Selected excerpt:

- Opening Delimiter -

Beauty Generation has given Moore two Champions Mile wins already.
Beauty Generation has given Moore two Champions Mile wins already.

His here and now revolves around Beauty Generation’s attempt to pull off an unprecedented Champions Mile hat-trick, and Aethero or Thanks Forever being primed to deliver that G1 Chairman’s Sprint Prize win.

In July, he intends to join his brother Gary Moore in Australia “at Rosehill – we’re just waiting to see how many boxes and I think we’ll have 40 or 50 horses,” he says.

While Moore is readying for the “next adventure” he does admit when pressed that he occasionally pulls out the old footage of his first flagship racer to gain global recognition.

“I might once in a while have a look at Viva Pataca all those years ago and I go ‘wow’ and I do enjoy that,” he says. “But it’s more like when you might re-run an old home video of a family gathering and get excited for the old days – I do it sometimes but not often.”

Able Friend posts a brilliant win in the 2015 Champions Mile.

Moore does though have a soft spot for his outstanding champion miler Able Friend who was superlative when winning the 2015 Champions Mile.

“Able Friend always will be admired for what he could do at both ends – you could have him up on the speed or he could come from off the pace, he was so versatile. Of all of them, Able Friend would be the one I’d run the video back and get excited, he was something!” he says.

- Closing Delimiter -

Material provided:
- Opening Delimiter -

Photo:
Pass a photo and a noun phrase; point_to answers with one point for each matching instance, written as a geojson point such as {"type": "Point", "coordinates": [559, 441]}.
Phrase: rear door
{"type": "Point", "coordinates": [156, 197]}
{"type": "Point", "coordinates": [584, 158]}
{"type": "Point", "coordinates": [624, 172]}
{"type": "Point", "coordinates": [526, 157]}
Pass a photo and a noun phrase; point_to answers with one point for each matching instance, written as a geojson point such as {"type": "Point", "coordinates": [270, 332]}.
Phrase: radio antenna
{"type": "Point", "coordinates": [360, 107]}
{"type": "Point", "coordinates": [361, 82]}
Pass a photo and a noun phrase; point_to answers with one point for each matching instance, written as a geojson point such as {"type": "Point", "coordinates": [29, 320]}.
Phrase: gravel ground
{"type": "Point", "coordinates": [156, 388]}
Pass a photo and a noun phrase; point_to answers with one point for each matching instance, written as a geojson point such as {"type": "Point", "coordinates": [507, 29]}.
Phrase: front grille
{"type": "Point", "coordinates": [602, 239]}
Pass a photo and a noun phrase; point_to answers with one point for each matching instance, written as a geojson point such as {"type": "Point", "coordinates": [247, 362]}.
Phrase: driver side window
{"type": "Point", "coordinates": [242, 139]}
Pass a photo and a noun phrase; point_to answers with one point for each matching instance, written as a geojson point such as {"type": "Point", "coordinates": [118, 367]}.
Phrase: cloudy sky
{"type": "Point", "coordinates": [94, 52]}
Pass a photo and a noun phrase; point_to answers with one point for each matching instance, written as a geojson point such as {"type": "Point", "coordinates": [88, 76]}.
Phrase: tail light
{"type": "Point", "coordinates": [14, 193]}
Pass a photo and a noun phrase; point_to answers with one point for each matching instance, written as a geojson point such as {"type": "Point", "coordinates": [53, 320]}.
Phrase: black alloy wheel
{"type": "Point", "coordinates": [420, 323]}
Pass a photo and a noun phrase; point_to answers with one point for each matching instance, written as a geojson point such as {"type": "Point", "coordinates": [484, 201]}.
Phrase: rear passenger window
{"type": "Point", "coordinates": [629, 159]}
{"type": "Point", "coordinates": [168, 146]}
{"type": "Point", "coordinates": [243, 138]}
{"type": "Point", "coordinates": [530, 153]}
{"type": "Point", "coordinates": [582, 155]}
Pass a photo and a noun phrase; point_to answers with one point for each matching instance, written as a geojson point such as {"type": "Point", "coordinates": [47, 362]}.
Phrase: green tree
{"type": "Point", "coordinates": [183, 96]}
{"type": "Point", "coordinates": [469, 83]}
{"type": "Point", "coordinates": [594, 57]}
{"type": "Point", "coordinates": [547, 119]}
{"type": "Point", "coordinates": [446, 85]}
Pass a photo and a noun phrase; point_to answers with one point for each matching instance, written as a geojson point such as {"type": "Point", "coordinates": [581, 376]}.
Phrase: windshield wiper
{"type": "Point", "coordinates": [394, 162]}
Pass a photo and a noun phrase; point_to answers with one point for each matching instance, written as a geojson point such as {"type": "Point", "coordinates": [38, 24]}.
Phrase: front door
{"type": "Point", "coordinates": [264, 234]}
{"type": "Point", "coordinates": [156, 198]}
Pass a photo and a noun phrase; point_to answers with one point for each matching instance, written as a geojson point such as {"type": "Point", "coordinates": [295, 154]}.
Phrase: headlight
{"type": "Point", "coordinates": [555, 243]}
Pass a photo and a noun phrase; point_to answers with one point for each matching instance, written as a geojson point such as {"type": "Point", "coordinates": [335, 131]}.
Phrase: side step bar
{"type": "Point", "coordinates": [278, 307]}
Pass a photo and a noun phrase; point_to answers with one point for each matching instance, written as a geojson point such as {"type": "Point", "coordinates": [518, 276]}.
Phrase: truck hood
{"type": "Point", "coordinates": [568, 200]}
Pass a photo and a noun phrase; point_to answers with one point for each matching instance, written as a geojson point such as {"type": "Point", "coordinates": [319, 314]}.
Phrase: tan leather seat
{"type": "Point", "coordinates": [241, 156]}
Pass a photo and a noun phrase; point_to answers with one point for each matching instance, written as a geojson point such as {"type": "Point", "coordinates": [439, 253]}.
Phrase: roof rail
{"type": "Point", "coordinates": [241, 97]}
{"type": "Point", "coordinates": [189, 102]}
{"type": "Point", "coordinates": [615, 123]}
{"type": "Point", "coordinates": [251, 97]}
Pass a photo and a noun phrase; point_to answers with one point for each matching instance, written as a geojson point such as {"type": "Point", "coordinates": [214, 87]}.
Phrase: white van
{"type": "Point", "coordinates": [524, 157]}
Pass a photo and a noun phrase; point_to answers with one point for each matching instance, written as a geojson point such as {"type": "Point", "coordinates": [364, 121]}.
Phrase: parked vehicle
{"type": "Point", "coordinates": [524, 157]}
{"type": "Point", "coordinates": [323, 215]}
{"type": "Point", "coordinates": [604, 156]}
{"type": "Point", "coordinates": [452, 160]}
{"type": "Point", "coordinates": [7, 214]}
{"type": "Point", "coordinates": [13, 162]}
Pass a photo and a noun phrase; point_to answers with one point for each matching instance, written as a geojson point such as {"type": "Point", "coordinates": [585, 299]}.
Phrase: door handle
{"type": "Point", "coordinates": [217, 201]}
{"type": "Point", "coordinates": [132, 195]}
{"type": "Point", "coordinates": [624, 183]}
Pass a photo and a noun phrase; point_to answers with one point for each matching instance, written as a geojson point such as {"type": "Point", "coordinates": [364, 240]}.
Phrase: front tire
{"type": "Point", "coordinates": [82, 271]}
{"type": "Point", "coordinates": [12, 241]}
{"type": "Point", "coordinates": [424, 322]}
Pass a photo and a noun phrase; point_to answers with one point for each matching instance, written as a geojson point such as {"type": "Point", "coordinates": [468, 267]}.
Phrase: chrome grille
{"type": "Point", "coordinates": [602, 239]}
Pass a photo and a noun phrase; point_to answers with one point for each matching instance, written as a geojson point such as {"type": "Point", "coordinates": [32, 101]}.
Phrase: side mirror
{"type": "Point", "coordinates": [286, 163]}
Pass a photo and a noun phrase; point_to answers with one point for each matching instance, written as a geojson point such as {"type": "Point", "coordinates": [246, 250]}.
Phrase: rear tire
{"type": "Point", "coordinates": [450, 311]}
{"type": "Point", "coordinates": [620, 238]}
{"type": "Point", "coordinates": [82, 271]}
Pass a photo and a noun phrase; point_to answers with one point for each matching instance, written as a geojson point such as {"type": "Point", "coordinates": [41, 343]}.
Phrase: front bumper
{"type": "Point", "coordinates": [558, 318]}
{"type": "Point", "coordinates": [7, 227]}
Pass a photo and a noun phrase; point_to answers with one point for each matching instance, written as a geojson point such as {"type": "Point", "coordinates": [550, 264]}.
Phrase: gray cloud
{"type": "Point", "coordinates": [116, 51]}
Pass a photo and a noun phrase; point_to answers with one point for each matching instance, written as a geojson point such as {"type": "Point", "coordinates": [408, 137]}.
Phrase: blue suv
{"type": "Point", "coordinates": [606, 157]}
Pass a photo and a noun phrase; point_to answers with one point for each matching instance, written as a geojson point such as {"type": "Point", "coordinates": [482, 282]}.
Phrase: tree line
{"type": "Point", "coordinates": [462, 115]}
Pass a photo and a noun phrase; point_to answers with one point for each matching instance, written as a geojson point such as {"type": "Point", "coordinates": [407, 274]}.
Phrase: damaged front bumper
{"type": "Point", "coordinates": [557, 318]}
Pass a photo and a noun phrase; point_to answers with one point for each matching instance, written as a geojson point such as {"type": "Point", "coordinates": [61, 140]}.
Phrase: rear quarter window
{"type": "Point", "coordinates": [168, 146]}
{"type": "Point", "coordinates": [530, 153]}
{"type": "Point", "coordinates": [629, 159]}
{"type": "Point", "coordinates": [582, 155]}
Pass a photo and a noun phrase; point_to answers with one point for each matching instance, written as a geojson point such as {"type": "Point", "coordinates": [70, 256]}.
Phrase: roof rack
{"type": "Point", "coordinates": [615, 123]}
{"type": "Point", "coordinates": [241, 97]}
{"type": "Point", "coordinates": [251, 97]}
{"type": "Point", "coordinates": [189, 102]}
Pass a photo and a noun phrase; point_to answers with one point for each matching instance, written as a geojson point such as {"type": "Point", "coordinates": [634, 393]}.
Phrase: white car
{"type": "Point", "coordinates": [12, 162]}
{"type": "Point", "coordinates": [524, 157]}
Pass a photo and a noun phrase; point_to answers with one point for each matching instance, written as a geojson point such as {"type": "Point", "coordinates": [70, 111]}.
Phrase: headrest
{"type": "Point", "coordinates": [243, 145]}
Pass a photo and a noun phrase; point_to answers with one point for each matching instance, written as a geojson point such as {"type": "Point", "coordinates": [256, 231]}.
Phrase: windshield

- Closing Delimiter -

Using the Champions Mile excerpt, mark each statement below yes or no, and quote the exact words from the excerpt that decide it.
1. In July, Moore plans to join his brother Gary Moore in Australia.
2. Moore often watches old footage of Viva Pataca.
3. Able Friend won the Champions Mile in 2015.

1. Yes: "In July, he intends to join his brother Gary Moore in Australia"
2. No: "I do it sometimes but not often."
3. Yes: "who was superlative when winning the 2015 Champions Mile"